# SELECTED EXCERPT
Using Your Own Connectivity

This tutorial covers a basic mechanism for using your own connectivity data in TVB's scripting interface. It describes a simple text file based format and how to load data from that format.

A Simple Text File Based Format

In this tutorial we will use a "simple" text file based data format that is supported by TVB. It consists of text files (optionally compressed) containing the the main data elements that make up a Connectivity, eg. weights, tract-lengths, etc. This format is very simple but not particularly safe, in the sense that the lack of explicit meta-information means detailed consistency checks of loaded data aren't really possible, so be careful...

The format is just a directory containing the following files (the contents, which are described in detail below):

info.txt
weights.txt
tract_lengths.txt
cortical.txt
centres.txt
average_orientations.txt
areas.txt

We can use bzip2 to compress each of these files, with the exception of the info.txt file, and everything will work the same. This is useful for saving storage space when we want to work with either very many or very large connectivity datasets.

A more detailed description of each file follows. A number of sample connectivity data sets can be found in tvb_data.connectivity.

info.txt This file contains a summary about the connectivity matrix (eg, distance units, weights units), a vector to distinguish left from right areas, etc.

weights.txt This file contains the connectome, that is a (un)weighted matrix whose values may represent units such as fibre density. Zero entries in thsi matrix mean 'unconnected' areas.

tract_lengths.txt This file contains . NOTE: If no tract-length data is provided, TVB can calculate tract-lengths based on the Euclidean distance between centres.

cortical.txt This file contains a vector providing a means of distinguishing cortical from subcortical regions.

centres.txt This file contains the region labels (first columnn) and the list of Cartesian triplets (x,y,z) that specify the spatial location rof each region.

average_orientations.txt This file contains the average 'normal vectors' of the dipoles (regions). They are derived from the cortical surface normal
vectors and used to compute the forward solutions of EEG and MEG.

areas.txt This file contains a vector of length number of regions specifying the area in [mm2] that each region represents.

Where To Put Your Data

If you want to use relative paths to your data in scripts, then the data needs to be in the tvb_data directory. So putting your data there can simplify things and make your scripts more portable.

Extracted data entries
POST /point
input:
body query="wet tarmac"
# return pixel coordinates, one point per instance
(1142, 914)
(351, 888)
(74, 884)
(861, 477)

...

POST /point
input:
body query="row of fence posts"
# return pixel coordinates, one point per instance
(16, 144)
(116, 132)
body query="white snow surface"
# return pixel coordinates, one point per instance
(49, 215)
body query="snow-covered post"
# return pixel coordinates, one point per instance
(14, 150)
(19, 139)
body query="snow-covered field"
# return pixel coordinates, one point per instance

# TASKS TO PERFORM
[A] Please show each line of the records that contains the string "snow".
[B] Carry on the tutorial about loading your own connectivity data into TVB from the point where it stops.
The tutorial and the records have no connection to each other.

# EXPECTED RESULTS
[A]
body query="white snow surface"
body query="snow-covered post"
body query="snow-covered field"

[B]
However, you can place your data any where you want, it just requires that you specify absolute path names in your scripts.

Setup

We'll first import some stuff we'll need via the "lab", this has the side effect of turning off TVB's storage for us, which is, for the moment, necessary when using the scripting interface to TVB.

In [1]:
%pylab nbagg
Populating the interactive namespace from numpy and matplotlib
In [2]:
from tvb.simulator.lab import *
LOG = get_logger('demo')
from tvb.simulator.plot.tools import *
   INFO  log level set to INFO

Loading Your Data

To load your data we just need to specify its path when we create a Connectivity object. We'll use a very simple ("toy") connectivity dataset called paupau, which is included in TVB, as our first example. This connectivity dataset consists of just 4 regions.

All we need to do is simply create a Connectivity object specifying the path to our data in the call. This is just a string that can be either a relative path (w.r.t. tvb_data), or an absolute path to our data.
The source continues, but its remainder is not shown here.